# Task directions
Rewrite every one of the records below as a numbered list, skipping any blank lines.

# Record extracts
|---|

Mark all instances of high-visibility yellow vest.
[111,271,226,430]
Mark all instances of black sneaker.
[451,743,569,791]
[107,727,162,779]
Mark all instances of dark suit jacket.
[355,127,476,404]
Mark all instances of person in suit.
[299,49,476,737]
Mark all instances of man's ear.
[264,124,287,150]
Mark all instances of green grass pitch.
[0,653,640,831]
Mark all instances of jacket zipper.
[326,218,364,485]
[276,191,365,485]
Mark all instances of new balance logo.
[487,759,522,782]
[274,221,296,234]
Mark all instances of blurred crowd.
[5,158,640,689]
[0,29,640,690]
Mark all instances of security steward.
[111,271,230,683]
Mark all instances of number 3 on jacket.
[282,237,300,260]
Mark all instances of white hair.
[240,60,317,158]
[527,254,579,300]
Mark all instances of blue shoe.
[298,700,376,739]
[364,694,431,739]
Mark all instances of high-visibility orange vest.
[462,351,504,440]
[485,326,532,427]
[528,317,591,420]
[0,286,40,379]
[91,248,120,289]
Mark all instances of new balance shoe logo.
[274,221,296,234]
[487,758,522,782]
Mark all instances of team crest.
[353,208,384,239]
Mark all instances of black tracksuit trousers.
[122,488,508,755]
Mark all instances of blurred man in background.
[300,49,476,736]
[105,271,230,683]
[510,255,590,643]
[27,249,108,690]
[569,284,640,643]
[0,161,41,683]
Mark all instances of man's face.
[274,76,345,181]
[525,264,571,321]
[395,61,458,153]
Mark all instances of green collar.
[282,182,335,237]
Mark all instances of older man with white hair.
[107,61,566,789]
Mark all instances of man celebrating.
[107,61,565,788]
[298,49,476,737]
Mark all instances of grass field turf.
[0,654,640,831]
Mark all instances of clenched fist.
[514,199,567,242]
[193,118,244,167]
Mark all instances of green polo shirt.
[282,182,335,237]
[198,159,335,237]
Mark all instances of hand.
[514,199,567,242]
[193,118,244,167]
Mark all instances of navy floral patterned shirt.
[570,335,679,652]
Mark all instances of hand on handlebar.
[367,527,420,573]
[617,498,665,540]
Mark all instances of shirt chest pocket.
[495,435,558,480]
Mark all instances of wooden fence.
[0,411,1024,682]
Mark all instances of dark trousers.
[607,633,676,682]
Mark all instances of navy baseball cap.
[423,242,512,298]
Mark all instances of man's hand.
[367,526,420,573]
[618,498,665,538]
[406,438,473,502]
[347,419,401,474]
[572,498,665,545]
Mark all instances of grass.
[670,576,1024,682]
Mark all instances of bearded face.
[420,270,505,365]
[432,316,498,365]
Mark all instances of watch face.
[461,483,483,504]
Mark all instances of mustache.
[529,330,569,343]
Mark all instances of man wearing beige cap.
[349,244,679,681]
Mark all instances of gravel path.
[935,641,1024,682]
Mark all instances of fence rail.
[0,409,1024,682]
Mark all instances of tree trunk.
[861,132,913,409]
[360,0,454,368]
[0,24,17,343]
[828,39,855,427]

|---|

# Worked answer
1. Mark all instances of high-visibility yellow vest.
2. [111,271,226,430]
3. Mark all instances of black sneaker.
4. [451,743,569,791]
5. [107,727,162,779]
6. Mark all instances of dark suit jacket.
7. [355,127,476,404]
8. Mark all instances of person in suit.
9. [299,49,476,737]
10. Mark all instances of man's ear.
11. [264,124,287,150]
12. Mark all instances of green grass pitch.
13. [0,653,640,831]
14. Mark all instances of jacket zipper.
15. [326,218,364,485]
16. [276,191,365,485]
17. Mark all instances of new balance logo.
18. [487,759,522,782]
19. [274,221,296,234]
20. Mark all instances of blurred crowd.
21. [5,158,640,689]
22. [0,29,640,690]
23. Mark all instances of security steward.
24. [111,271,230,683]
25. Mark all instances of number 3 on jacket.
26. [282,237,300,260]
27. Mark all instances of white hair.
28. [240,60,317,158]
29. [527,254,579,300]
30. Mark all instances of blue shoe.
31. [298,700,376,739]
32. [364,694,431,739]
33. Mark all instances of high-visibility orange vest.
34. [462,351,504,440]
35. [485,326,532,427]
36. [528,317,591,420]
37. [0,286,40,379]
38. [91,248,120,289]
39. Mark all instances of new balance shoe logo.
40. [274,221,296,234]
41. [487,758,522,782]
42. Mark all instances of team crest.
43. [353,208,384,239]
44. Mark all instances of black tracksuit trousers.
45. [122,488,508,755]
46. Mark all instances of blurred man in background.
47. [300,49,476,736]
48. [105,271,230,683]
49. [510,255,590,643]
50. [27,249,108,690]
51. [569,284,640,643]
52. [0,161,41,683]
53. Mark all instances of man's face.
54. [274,76,345,181]
55. [525,264,571,321]
56. [395,61,458,153]
57. Mark all instances of green collar.
58. [282,182,335,237]
59. Mark all instances of older man with white hair.
60. [107,61,566,789]
61. Mark all instances of man celebrating.
62. [107,61,565,788]
63. [298,49,476,737]
64. Mark all instances of grass field turf.
65. [0,654,640,831]
66. Mark all instances of clenched fist.
67. [514,199,567,242]
68. [193,118,244,167]
69. Mark all instances of green polo shirt.
70. [282,182,335,237]
71. [198,159,335,237]
72. Mark all instances of hand.
73. [514,199,567,242]
74. [193,118,244,167]
75. Mark all instances of navy floral patterned shirt.
76. [570,335,679,652]
77. Mark all instances of hand on handlebar.
78. [367,527,420,573]
79. [617,498,665,540]
80. Mark all instances of shirt chest pocket.
81. [495,435,558,480]
82. Mark all instances of wooden fence.
83. [0,411,1024,682]
84. Mark all instances of dark trousers.
85. [607,633,676,682]
86. Mark all instances of navy baseball cap.
87. [423,242,512,298]
88. Mark all instances of man's hand.
89. [367,526,420,573]
90. [618,498,665,538]
91. [406,438,473,502]
92. [347,419,401,474]
93. [572,498,665,545]
94. Mark all instances of grass.
95. [670,576,1024,682]
96. Mark all instances of bearded face.
97. [420,270,505,365]
98. [432,316,498,365]
99. Mark all instances of watch face.
100. [461,483,483,504]
101. Mark all instances of mustache.
102. [529,330,569,343]
103. Mark all instances of man wearing beige cap.
104. [349,244,679,681]
105. Mark all instances of gravel path.
106. [935,641,1024,682]
107. Mark all instances of fence rail.
108. [0,409,1024,682]
109. Mark all instances of tree trunk.
110. [861,132,913,409]
111. [360,0,454,368]
112. [0,24,17,343]
113. [828,39,855,427]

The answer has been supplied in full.